Task brief – From first line to last, the records below are to be duplicated exactly.

════════════════

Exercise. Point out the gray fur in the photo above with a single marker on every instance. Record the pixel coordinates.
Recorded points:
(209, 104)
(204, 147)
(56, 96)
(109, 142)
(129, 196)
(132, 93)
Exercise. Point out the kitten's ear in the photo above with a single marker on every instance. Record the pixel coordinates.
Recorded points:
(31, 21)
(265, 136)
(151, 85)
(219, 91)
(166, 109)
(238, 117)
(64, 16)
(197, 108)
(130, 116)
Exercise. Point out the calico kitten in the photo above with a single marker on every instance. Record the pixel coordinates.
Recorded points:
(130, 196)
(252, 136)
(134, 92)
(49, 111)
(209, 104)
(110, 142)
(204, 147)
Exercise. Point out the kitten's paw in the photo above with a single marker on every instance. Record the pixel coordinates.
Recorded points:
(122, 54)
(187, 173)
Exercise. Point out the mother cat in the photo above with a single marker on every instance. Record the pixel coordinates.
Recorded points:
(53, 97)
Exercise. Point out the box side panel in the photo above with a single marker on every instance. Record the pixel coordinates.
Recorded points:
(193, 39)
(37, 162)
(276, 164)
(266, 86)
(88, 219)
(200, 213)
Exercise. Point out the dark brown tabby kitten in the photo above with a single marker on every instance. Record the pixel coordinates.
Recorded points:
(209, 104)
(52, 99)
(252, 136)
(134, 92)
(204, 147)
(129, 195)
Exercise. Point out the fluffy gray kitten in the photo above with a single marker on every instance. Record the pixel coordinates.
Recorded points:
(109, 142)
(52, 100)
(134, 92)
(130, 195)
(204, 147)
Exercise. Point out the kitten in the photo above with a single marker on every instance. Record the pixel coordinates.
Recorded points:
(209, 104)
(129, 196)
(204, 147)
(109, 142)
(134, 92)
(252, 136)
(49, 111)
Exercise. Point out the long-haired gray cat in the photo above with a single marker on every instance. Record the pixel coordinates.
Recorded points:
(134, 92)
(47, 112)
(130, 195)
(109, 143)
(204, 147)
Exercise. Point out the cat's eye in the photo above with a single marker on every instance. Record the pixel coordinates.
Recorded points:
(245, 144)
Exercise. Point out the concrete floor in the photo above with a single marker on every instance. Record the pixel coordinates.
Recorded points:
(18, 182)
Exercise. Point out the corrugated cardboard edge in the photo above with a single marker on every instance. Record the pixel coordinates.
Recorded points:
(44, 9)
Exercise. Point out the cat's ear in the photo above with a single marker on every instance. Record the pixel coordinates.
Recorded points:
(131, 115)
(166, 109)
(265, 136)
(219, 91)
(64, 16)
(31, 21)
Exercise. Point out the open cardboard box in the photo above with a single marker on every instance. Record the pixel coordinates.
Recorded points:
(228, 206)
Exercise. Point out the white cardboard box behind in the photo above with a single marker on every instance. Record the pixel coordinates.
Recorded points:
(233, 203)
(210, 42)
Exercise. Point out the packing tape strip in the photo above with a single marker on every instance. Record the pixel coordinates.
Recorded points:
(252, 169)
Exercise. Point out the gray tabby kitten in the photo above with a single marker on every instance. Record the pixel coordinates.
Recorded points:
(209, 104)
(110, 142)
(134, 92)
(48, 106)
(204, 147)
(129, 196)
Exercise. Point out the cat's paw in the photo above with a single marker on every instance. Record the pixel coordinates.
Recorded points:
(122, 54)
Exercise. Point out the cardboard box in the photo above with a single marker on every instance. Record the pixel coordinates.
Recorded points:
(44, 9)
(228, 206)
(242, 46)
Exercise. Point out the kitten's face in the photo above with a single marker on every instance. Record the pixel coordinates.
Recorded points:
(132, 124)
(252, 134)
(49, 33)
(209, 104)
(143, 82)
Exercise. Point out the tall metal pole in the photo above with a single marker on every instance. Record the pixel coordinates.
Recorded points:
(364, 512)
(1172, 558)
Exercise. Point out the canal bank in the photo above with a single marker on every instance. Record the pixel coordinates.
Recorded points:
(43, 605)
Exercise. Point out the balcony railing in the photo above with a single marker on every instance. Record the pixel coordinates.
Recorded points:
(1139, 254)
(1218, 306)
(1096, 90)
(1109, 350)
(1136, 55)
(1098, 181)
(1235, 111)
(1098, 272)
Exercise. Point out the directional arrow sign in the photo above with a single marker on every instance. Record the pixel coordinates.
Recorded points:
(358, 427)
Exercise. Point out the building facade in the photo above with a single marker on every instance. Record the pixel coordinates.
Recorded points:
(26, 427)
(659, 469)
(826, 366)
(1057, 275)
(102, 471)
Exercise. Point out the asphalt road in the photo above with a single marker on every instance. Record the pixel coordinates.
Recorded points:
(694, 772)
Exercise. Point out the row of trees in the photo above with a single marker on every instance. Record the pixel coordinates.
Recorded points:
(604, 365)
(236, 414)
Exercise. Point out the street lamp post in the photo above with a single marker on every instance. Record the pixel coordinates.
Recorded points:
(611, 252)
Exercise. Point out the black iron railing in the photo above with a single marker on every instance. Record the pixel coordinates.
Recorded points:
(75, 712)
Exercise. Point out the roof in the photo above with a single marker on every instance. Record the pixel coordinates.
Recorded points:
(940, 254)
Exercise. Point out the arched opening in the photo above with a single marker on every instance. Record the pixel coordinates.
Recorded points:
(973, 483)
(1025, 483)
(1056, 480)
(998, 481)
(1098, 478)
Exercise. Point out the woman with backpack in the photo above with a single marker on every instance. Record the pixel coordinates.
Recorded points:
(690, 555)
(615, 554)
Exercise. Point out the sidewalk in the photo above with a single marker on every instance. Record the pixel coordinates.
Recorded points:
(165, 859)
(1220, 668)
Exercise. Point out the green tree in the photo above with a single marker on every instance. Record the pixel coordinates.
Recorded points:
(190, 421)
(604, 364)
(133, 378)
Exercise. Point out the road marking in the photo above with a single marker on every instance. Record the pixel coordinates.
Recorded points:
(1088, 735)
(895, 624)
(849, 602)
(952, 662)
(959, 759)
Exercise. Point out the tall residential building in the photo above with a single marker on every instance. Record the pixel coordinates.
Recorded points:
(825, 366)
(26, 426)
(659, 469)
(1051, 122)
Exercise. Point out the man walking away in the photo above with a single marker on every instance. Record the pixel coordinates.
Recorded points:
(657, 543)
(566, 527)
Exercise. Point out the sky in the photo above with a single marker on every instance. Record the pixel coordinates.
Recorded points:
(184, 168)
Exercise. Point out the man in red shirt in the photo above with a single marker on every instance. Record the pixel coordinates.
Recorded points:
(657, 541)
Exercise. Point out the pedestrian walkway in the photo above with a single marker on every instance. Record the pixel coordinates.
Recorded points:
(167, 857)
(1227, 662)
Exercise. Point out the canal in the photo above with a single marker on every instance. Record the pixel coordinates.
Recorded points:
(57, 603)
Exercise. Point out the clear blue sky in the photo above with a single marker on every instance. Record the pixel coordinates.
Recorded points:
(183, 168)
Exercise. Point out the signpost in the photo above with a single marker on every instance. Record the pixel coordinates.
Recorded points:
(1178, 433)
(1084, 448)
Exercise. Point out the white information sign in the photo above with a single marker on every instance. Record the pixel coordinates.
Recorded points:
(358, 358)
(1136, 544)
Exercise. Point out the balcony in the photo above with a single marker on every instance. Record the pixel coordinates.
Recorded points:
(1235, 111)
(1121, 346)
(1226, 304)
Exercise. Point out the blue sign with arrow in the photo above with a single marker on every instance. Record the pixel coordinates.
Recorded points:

════════════════

Output below –
Exercise. Point out the gray fur in the photo above with a single marker on every instance. Record the pixel coordinates.
Recorded points:
(209, 104)
(204, 147)
(56, 96)
(109, 142)
(129, 196)
(132, 93)
Exercise. Point out the kitten's ear in the photo above with a single marker on every instance. Record the pixel coordinates.
Recorded points:
(31, 21)
(265, 136)
(151, 85)
(219, 91)
(166, 109)
(238, 117)
(64, 16)
(197, 108)
(130, 116)
Exercise. Point out the calico kitten in the photo above with a single marker on every instance. Record the pixel coordinates.
Recorded points:
(130, 196)
(252, 136)
(134, 92)
(49, 111)
(209, 104)
(110, 142)
(204, 147)
Exercise. Point out the kitten's paw in the photo above with a single marker on every instance. Record the pixel coordinates.
Recorded points:
(122, 54)
(187, 173)
Exercise. Point out the mother cat in the photo above with a single marker on every instance. Record the pixel coordinates.
Recorded points:
(53, 97)
Exercise. Point out the box side panel in the photo above with a single marker on every instance. Record the pixel coordinates.
Recorded points:
(193, 39)
(37, 162)
(276, 164)
(266, 86)
(88, 219)
(200, 213)
Exercise. Point out the dark brown tabby kitten in the photo above with a single marker on every instance. Record the pixel coordinates.
Recorded points:
(209, 104)
(52, 99)
(252, 136)
(134, 92)
(204, 147)
(129, 195)
Exercise. Point out the fluffy gray kitten in the photo above with a single marker on every instance. Record the pixel coordinates.
Recorded points:
(109, 142)
(52, 100)
(134, 92)
(130, 195)
(204, 147)
Exercise. Point out the kitten in the photo above with a single marker on every instance. Record the pixel coordinates.
Recorded points:
(209, 104)
(129, 196)
(204, 147)
(109, 142)
(134, 92)
(252, 136)
(49, 111)
Exercise. Point out the long-haired gray cat in the photo above with a single marker on every instance. Record the pixel coordinates.
Recorded points:
(134, 92)
(47, 112)
(130, 195)
(109, 143)
(204, 147)
Exercise. Point out the cat's eye in the photo above with a single marker on every instance. Record the pixel coordinates.
Recorded points:
(245, 144)
Exercise. Point out the concrete floor in the photo above with a single marker on every instance. Record the pixel coordinates.
Recorded points:
(18, 182)
Exercise. Point out the corrugated cardboard edge in the photo above with a single marker on every instance. Record the pixel coordinates.
Recorded points:
(44, 9)
Exercise. Point out the cat's ear in the photo above with a single marker on every instance. Record the pixel coordinates.
Recorded points:
(131, 115)
(166, 109)
(265, 136)
(219, 91)
(64, 16)
(31, 21)
Exercise. Point out the open cardboard box in the photo above with a single marker on every instance. Record the pixel coordinates.
Recorded points:
(228, 206)
Exercise. Point out the white cardboard box behind in the photo above with a single marker on every instance. Record the pixel coordinates.
Recorded points:
(233, 203)
(210, 42)
Exercise. Point out the packing tape strip in the photo above with a single marker on every instance. Record the pixel coordinates.
Recorded points:
(252, 169)
Exercise. Point out the gray tabby kitten in the photo above with a single marker on every instance. Record the pixel coordinates.
Recorded points:
(209, 104)
(110, 142)
(134, 92)
(48, 106)
(204, 147)
(129, 196)
Exercise. Point out the cat's paw in the photo above with a single marker on every instance. Record the pixel coordinates.
Recorded points:
(122, 54)
Exercise. Point out the cardboard box in the photo above with a single marker on every instance. Record the pixel coordinates.
Recorded points:
(44, 9)
(228, 206)
(242, 46)
Exercise. Point out the kitten's face in the photo above with a single marker on every instance. Record the pixel coordinates.
Recorded points:
(132, 124)
(252, 134)
(49, 33)
(209, 104)
(143, 82)
Exercise. Point out the tall metal pole in the photo above with a single marker on every instance. Record the pixel coordinates.
Recorded points:
(364, 512)
(1172, 558)
Exercise. Point out the canal bank in the photo above with a single marker on every instance. Record the pixel coordinates.
Recorded points:
(43, 605)
Exercise. Point out the balcony railing in the photo above with a single marker on every instance. Record the pixel coordinates.
Recorded points:
(1139, 254)
(1218, 306)
(1096, 90)
(1109, 350)
(1136, 55)
(1098, 181)
(1235, 111)
(1098, 272)
Exercise. Point out the directional arrow sign in the photo above with a single marker on every instance. Record the pixel coordinates.
Recorded points:
(358, 427)
Exercise. Point out the building facade in the photo above with a single marker on every instance. Record the pixel coordinates.
Recorded points:
(26, 427)
(659, 469)
(826, 366)
(1057, 275)
(102, 471)
Exercise. Point out the asphalt road in the photo above with a single marker on every instance. Record the pixel coordinates.
Recorded points:
(694, 772)
Exercise. Point out the row of trees in the photo above with a single marker on every instance. Record the pixel coordinates.
Recorded points:
(604, 365)
(236, 414)
Exercise. Point out the street lamp post in the photo above with a single marker on every instance. Record the pixel coordinates.
Recorded points:
(611, 252)
Exercise. Point out the black iron railing in the photo above with a single marker on every instance. Record the pixel coordinates.
Recorded points:
(75, 712)
Exercise. Point out the roof in the photo above with a single marker on every instance. Record the pixel coordinates.
Recorded points:
(940, 254)
Exercise. Point out the arched opening in the photo above with a single marker on every instance. Record the pixel coordinates.
Recorded points:
(973, 483)
(1025, 483)
(1056, 480)
(998, 481)
(1098, 478)
Exercise. Point out the woman with backpack in the photo above with a single marker on every instance. Record the pixel coordinates.
Recorded points:
(690, 555)
(615, 554)
Exercise. Point out the sidewalk in the photo above with a single marker on every instance. Record the pixel coordinates.
Recorded points:
(165, 859)
(1220, 668)
Exercise. Point out the green tree in the photo above with a single marker on every instance. Record the pixel coordinates.
Recorded points:
(190, 421)
(604, 364)
(133, 378)
Exercise. Point out the road marking in the photo above with a single marker on every instance. Record the pixel coordinates.
Recorded points:
(1088, 735)
(895, 624)
(849, 602)
(952, 662)
(959, 759)
Exercise. Point out the tall residential building in the photo above with a single marker on every instance. Record the pixel coordinates.
Recorded points:
(825, 366)
(26, 426)
(659, 469)
(1051, 122)
Exercise. Point out the man walking away in the photo above with a single marker on every instance. Record the pixel coordinates.
Recorded points:
(657, 543)
(566, 527)
Exercise. Point out the sky in the photo above with a single marker on every instance. Record the pixel coordinates.
Recorded points:
(184, 168)
Exercise. Point out the man in red shirt in the photo above with a single marker on every instance. Record the pixel coordinates.
Recorded points:
(657, 541)
Exercise. Point out the pedestrian walkway in the photo above with a single marker on every instance. Record the pixel coordinates.
Recorded points:
(167, 857)
(1227, 662)
Exercise. Point out the canal in the photo above with a single marker on every instance. Record the pixel coordinates.
Recorded points:
(57, 603)
Exercise. Point out the clear blue sky in the photo above with a single marker on every instance. Record the pixel coordinates.
Recorded points:
(183, 168)
Exercise. Point out the signpost in the photo above with a single marker on every instance. Record the pixel coordinates.
Recorded points:
(1178, 433)
(1084, 448)
Exercise. Point out the white information sign in the photo above with a single marker on every instance. Record the pixel coordinates.
Recorded points:
(358, 358)
(1136, 544)
Exercise. Point out the balcony in the photo above with a single marker on every instance. Record the pixel coordinates.
Recorded points:
(1235, 111)
(1121, 346)
(1226, 304)
Exercise. Point out the blue sign with arrow in the photo above with a single marker on every instance. Record the pixel coordinates.
Recorded points:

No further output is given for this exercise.